| Material |
## Begin

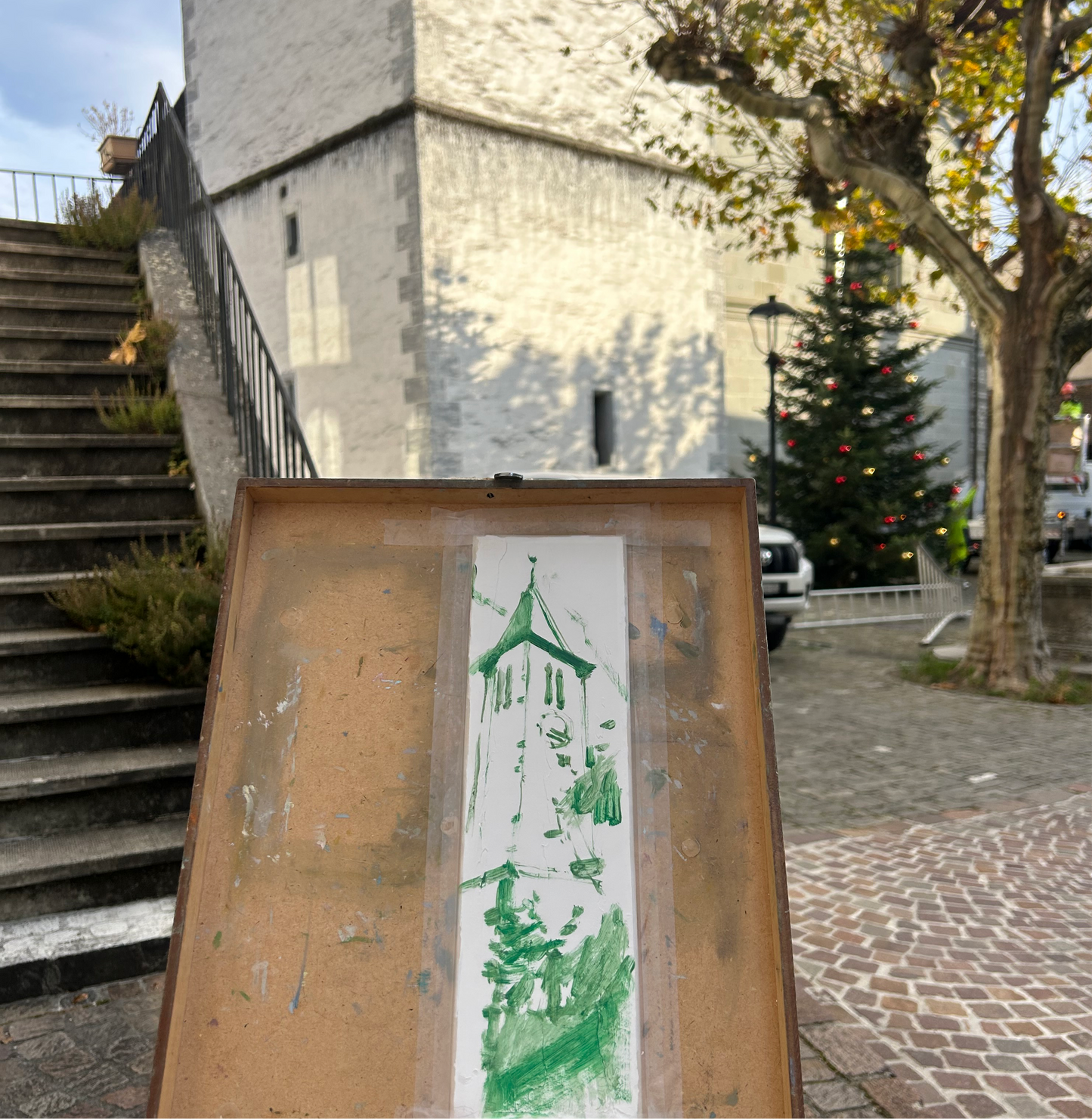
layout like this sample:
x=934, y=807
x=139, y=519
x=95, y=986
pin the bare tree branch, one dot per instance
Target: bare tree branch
x=834, y=157
x=1070, y=30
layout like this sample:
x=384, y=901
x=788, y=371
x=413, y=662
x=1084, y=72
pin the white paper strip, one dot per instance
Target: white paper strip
x=546, y=996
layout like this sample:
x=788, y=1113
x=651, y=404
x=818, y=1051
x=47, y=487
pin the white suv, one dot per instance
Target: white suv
x=787, y=577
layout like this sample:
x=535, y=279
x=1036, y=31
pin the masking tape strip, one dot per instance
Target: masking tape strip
x=636, y=523
x=645, y=532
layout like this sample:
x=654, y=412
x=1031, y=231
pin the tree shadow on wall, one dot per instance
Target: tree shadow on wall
x=517, y=406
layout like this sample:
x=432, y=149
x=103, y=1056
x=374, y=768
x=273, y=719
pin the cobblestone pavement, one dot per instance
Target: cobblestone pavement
x=856, y=744
x=81, y=1056
x=967, y=948
x=945, y=957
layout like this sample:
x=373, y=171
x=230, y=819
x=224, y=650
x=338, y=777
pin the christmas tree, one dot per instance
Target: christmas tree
x=854, y=468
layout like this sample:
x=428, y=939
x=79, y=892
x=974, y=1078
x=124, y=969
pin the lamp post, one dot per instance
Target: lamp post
x=771, y=312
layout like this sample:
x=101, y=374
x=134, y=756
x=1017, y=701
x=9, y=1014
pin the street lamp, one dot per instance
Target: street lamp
x=772, y=312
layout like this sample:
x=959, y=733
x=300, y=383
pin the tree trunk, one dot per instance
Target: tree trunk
x=1007, y=645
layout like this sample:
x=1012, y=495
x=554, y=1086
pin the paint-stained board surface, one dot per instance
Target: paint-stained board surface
x=302, y=978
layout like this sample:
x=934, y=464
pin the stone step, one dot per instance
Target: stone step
x=51, y=414
x=58, y=284
x=105, y=716
x=39, y=233
x=144, y=497
x=28, y=778
x=62, y=657
x=67, y=379
x=53, y=870
x=49, y=858
x=55, y=456
x=97, y=790
x=16, y=254
x=39, y=311
x=23, y=603
x=79, y=545
x=62, y=344
x=60, y=953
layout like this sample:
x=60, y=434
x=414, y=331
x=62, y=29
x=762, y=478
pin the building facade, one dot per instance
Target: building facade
x=463, y=260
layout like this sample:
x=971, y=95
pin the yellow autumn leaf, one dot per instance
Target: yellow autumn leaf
x=125, y=354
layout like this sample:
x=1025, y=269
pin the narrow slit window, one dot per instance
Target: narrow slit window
x=603, y=410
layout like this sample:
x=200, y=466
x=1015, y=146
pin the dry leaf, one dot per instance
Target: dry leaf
x=127, y=348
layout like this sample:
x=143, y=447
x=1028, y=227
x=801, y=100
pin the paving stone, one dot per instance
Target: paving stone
x=132, y=1097
x=48, y=1105
x=989, y=898
x=836, y=1096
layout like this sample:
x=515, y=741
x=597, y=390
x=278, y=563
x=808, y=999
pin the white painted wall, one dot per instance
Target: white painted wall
x=265, y=82
x=549, y=276
x=356, y=244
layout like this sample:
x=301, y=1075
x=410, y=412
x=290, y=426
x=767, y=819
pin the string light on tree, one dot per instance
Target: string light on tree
x=852, y=385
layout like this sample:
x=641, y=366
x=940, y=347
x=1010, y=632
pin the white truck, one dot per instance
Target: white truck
x=787, y=579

## End

Can you return all of these entries verbatim, from top to bottom, without the picture?

layout like this sample:
x=934, y=807
x=139, y=519
x=95, y=986
pin the bare tree branch, one dot per instance
Target: bare tree branch
x=834, y=157
x=1070, y=30
layout like this sample:
x=384, y=901
x=788, y=371
x=413, y=662
x=1084, y=72
pin the white paper strip, one dot per instance
Target: white paper strip
x=546, y=996
layout like this sample:
x=788, y=1113
x=651, y=404
x=818, y=1051
x=47, y=487
pin the white suv, one dot per instance
Target: white suv
x=787, y=577
layout like this sample:
x=535, y=279
x=1036, y=31
pin the masking tape strip, one dot per instance
Target: masking tape strip
x=636, y=523
x=645, y=532
layout like this sample:
x=654, y=412
x=1031, y=231
pin the tree shadow on wall, one dot per instance
Target: tree shadow on wall
x=517, y=406
layout like this sample:
x=432, y=149
x=103, y=1056
x=374, y=768
x=273, y=719
pin the cobblestone pavement, one dot per instance
Target: cobblestone pavement
x=856, y=744
x=81, y=1056
x=967, y=948
x=945, y=957
layout like this sample:
x=373, y=171
x=230, y=819
x=224, y=650
x=338, y=777
pin the christmas tree, one dot per instance
Target: christmas tree
x=854, y=468
layout like this sample:
x=428, y=939
x=79, y=892
x=974, y=1078
x=124, y=969
pin the lamp post, one dot per instance
Target: lamp post
x=771, y=312
layout like this sample:
x=101, y=374
x=134, y=756
x=1017, y=701
x=9, y=1014
pin the street lamp, one dot per instance
Target: street lamp
x=772, y=312
layout like this sample:
x=959, y=733
x=300, y=383
pin the tree trunk, one dot per instance
Target: tree trunk
x=1007, y=645
layout like this sample:
x=1012, y=495
x=554, y=1086
pin the paint-stained board surface, one dot per instance
Target: paint-stained board surface
x=302, y=978
layout like this sample:
x=934, y=464
pin the stone step, one dot per instance
Target: stone step
x=51, y=414
x=58, y=284
x=105, y=716
x=39, y=233
x=144, y=497
x=28, y=778
x=62, y=657
x=67, y=379
x=53, y=870
x=49, y=858
x=55, y=456
x=97, y=790
x=16, y=254
x=39, y=311
x=23, y=603
x=79, y=545
x=62, y=344
x=60, y=953
layout like this sample:
x=60, y=434
x=414, y=331
x=62, y=29
x=762, y=478
pin the building facade, one dot per instance
Target: building facade
x=463, y=260
layout like this sample:
x=971, y=95
pin the yellow autumn leaf, one dot per instance
Target: yellow autumn leaf
x=125, y=354
layout like this sample:
x=1025, y=269
pin the narrow slit window, one dot per instance
Target: narrow slit window
x=603, y=410
layout like this sample:
x=200, y=466
x=1015, y=146
pin the dry leaf, one dot per instance
Target: dry leaf
x=127, y=348
layout like this sample:
x=143, y=447
x=1028, y=227
x=801, y=100
pin the paving stone, one dot per instance
Target: paving stone
x=132, y=1097
x=48, y=1105
x=989, y=898
x=836, y=1096
layout like this sample:
x=515, y=741
x=597, y=390
x=278, y=563
x=808, y=999
pin the white painted wall, one dot per instance
Target: white painted wall
x=265, y=82
x=549, y=276
x=356, y=244
layout like this sample:
x=301, y=1075
x=410, y=412
x=290, y=426
x=767, y=819
pin the string light on tree, one dot per instance
Target: string light on tree
x=852, y=385
layout like this sample:
x=641, y=366
x=940, y=347
x=1010, y=632
pin the white truck, one dot per instance
Target: white truck
x=787, y=579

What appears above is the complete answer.